The U.S. has reported 30% of adults fully vaccinated, and nearly 50% of the U.S. adult population having received at least one vaccine dose, according to data from the Centers for Disease Control and Prevention.

But we're still a far way from herd immunity. Dr. Anthony Fauci, the nation's top infectious disease expert, has said the number could be as high as 85%.

Meanwhile, people will probably need a third shot of the Pfizer/BioNTech within 12 months of being fully vaccinated, Pfizer CEO Albert Bourla told CNBC on Thursday. Annual shots may also be needed, Bourla said.

In addition, Fauci said this week that people may need to get booster shots for the COVID vaccines in a year, during an interview with MSNBC’s Medhi Hasan. Recent data suggests that Pfizer and Moderna’s vaccines provide protection for at least six months, Fauci said.

The mayors of some of Florida's most popular spring break destinations say they had little power to stop revelers from clustering in their towns last month, spreading the coronavirus.

In the four weeks between March 13 and Tuesday, infections have surged more in Florida’s spring break hot spots than elsewhere in the state, an analysis from the Palm Beach Post, part of the USA TODAY Network, found.

DeSantis shares blame for that because he removed cities’ and counties’ ability to enforce their anti-coronavirus rules, local officials said. He ordered local governments on March 10 to cancel fines levied against businesses that violated anti-disease measures, and he asked state lawmakers to pass legislation allowing him to overturn local mask mandates.

Input data:

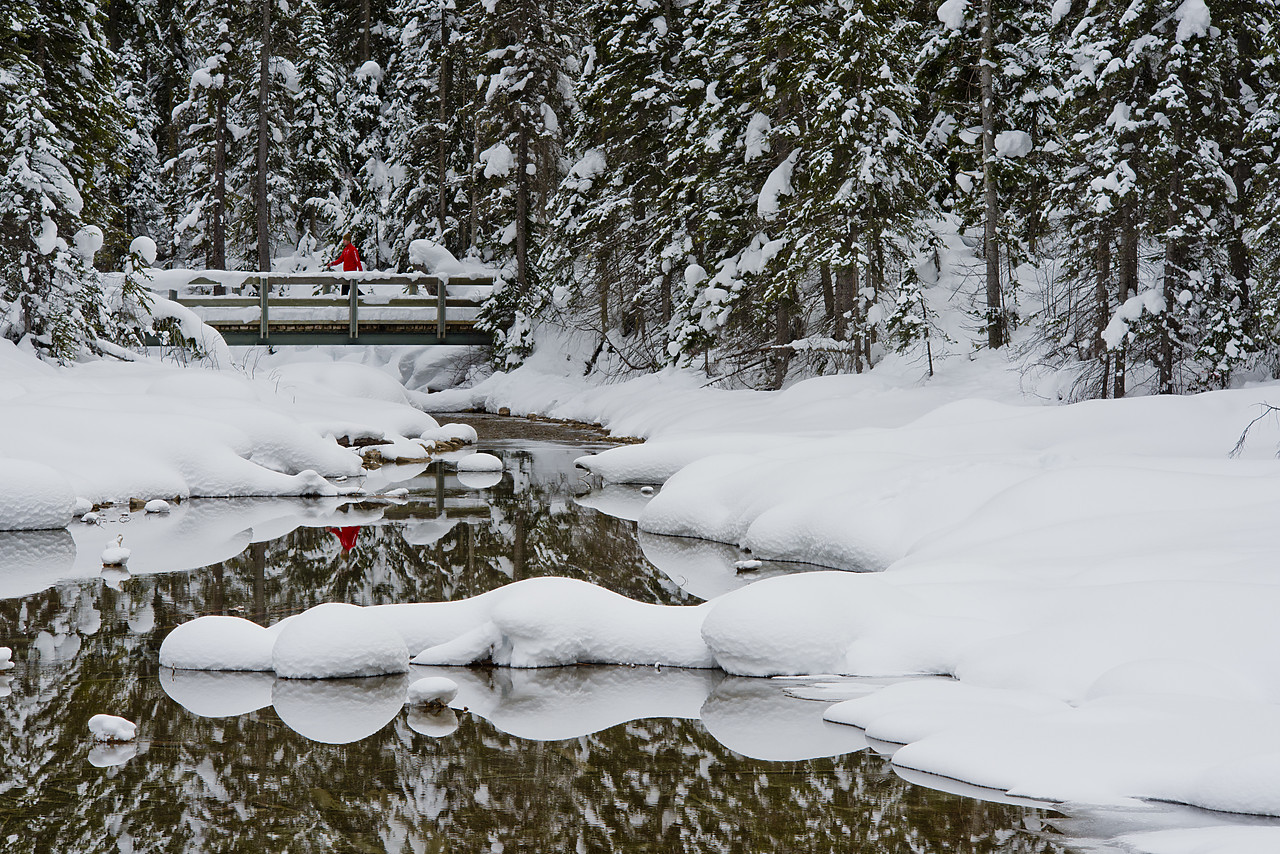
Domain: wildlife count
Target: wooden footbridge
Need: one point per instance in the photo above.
(307, 309)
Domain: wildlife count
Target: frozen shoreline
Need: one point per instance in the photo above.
(1095, 580)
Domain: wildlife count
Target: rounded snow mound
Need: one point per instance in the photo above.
(338, 712)
(433, 257)
(338, 379)
(219, 643)
(33, 497)
(433, 690)
(337, 640)
(480, 462)
(108, 727)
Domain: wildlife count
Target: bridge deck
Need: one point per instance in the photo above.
(304, 309)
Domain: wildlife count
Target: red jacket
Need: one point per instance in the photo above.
(350, 259)
(346, 535)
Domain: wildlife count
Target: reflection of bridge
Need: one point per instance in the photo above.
(304, 309)
(452, 499)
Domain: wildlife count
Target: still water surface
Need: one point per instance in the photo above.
(562, 759)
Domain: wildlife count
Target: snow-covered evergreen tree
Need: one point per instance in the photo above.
(60, 136)
(314, 142)
(432, 124)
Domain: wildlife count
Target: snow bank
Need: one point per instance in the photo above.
(480, 462)
(433, 690)
(110, 432)
(108, 727)
(337, 640)
(536, 622)
(33, 497)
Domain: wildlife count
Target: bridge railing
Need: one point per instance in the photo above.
(302, 307)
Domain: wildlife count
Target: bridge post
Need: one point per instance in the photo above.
(353, 293)
(264, 288)
(439, 309)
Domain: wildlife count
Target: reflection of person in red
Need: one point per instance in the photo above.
(346, 535)
(350, 260)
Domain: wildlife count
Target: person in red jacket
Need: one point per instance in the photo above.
(346, 535)
(350, 260)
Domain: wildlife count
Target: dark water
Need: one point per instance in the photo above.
(563, 759)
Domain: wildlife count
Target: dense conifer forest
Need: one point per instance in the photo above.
(760, 187)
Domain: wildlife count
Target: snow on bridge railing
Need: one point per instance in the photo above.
(301, 307)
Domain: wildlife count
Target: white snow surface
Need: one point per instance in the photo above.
(337, 640)
(33, 496)
(110, 432)
(1193, 19)
(480, 462)
(1086, 584)
(109, 727)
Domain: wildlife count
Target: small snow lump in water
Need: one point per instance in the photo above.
(433, 690)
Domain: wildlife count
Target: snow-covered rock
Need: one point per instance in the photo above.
(33, 497)
(434, 257)
(480, 462)
(109, 754)
(433, 690)
(479, 479)
(338, 712)
(451, 433)
(337, 640)
(108, 727)
(219, 643)
(432, 721)
(115, 555)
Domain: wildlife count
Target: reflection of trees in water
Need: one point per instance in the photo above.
(250, 784)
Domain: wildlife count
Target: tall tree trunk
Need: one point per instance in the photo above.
(781, 337)
(828, 295)
(264, 91)
(366, 24)
(990, 245)
(1127, 284)
(442, 149)
(666, 298)
(1238, 254)
(215, 259)
(1102, 304)
(522, 209)
(474, 214)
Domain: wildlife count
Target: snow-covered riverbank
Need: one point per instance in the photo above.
(1098, 578)
(1095, 580)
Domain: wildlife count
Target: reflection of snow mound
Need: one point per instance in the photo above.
(428, 531)
(33, 560)
(218, 694)
(338, 712)
(568, 702)
(435, 722)
(758, 720)
(33, 497)
(109, 727)
(104, 756)
(479, 479)
(480, 462)
(702, 567)
(433, 690)
(219, 643)
(337, 640)
(616, 499)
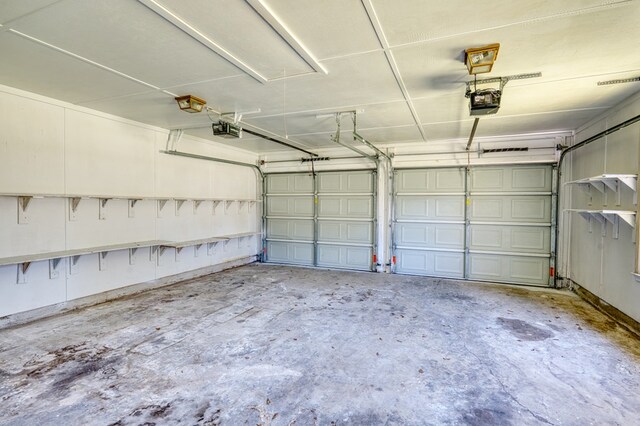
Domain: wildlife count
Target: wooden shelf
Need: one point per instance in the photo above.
(612, 216)
(77, 252)
(241, 235)
(614, 182)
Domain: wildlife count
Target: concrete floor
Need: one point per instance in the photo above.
(274, 345)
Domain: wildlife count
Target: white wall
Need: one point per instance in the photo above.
(602, 264)
(52, 148)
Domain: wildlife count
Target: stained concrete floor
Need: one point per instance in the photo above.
(274, 345)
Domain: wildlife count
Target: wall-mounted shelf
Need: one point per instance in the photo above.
(178, 246)
(612, 216)
(24, 201)
(54, 257)
(614, 182)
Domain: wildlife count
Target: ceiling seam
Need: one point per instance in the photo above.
(24, 15)
(377, 27)
(287, 35)
(83, 59)
(331, 110)
(191, 31)
(511, 24)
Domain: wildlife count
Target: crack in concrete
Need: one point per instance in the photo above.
(505, 390)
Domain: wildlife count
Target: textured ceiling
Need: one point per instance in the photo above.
(286, 65)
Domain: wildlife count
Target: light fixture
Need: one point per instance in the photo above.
(226, 130)
(480, 59)
(191, 103)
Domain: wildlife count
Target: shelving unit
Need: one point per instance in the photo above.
(615, 182)
(24, 201)
(612, 216)
(179, 246)
(54, 257)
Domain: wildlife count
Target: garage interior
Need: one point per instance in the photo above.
(319, 212)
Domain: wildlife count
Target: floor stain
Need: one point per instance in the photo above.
(523, 330)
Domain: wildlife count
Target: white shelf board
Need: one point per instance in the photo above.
(77, 252)
(181, 244)
(627, 216)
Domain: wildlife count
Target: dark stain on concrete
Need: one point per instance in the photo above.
(485, 416)
(523, 330)
(73, 353)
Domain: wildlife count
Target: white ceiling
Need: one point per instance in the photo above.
(399, 63)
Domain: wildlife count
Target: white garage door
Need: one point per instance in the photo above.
(322, 220)
(501, 233)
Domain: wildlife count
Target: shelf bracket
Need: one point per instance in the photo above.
(131, 206)
(215, 204)
(227, 205)
(74, 202)
(102, 208)
(132, 255)
(22, 272)
(73, 264)
(179, 204)
(102, 260)
(153, 252)
(178, 252)
(211, 247)
(54, 271)
(23, 205)
(161, 204)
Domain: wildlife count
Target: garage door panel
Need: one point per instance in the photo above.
(430, 207)
(290, 206)
(290, 229)
(523, 239)
(430, 235)
(536, 178)
(424, 262)
(433, 180)
(345, 231)
(339, 226)
(525, 208)
(346, 182)
(503, 234)
(293, 253)
(513, 269)
(290, 184)
(350, 206)
(348, 257)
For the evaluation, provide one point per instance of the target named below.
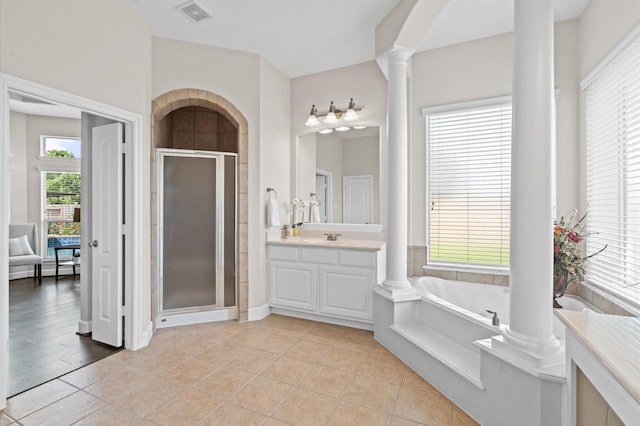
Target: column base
(396, 294)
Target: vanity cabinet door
(346, 292)
(293, 285)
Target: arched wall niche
(182, 98)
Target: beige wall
(330, 158)
(91, 48)
(261, 93)
(99, 50)
(603, 25)
(275, 168)
(361, 156)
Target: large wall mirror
(343, 170)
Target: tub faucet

Your instructions:
Answer these questions from the COVID-19 news text:
1. According to CDC data, what percentage of U.S. adults has been fully vaccinated?
2. Within how many months of full vaccination will people probably need a third Pfizer/BioNTech shot, according to Albert Bourla?
3. On what date did DeSantis order local governments to cancel fines against businesses that violated anti-disease measures?

Solution:
1. 30%
2. 12 months
3. March 10